#### Exercise aim:
Count the lines in the material below that contain the word "located", matching case exactly, and reply with only that number.

#### Information provided:
• • • • • • •

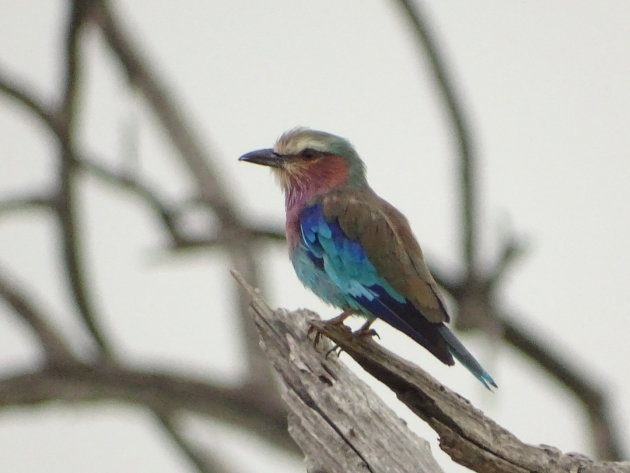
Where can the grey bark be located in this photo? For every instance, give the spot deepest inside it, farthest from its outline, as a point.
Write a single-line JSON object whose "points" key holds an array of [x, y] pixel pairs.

• • • • • • •

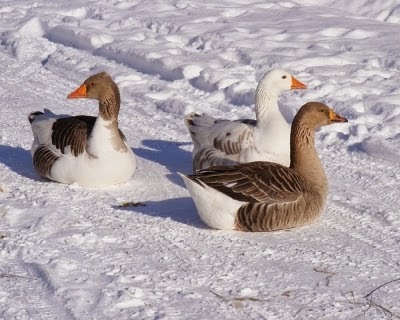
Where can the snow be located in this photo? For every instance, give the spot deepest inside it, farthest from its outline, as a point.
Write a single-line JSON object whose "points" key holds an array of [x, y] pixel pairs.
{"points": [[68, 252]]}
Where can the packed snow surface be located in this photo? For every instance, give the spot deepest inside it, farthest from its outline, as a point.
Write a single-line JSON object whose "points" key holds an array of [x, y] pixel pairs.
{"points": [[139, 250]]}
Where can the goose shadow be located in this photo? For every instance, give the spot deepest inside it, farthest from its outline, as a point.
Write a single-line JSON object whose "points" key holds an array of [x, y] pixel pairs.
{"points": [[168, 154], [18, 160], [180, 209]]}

• • • • • • •

#### Answer below:
4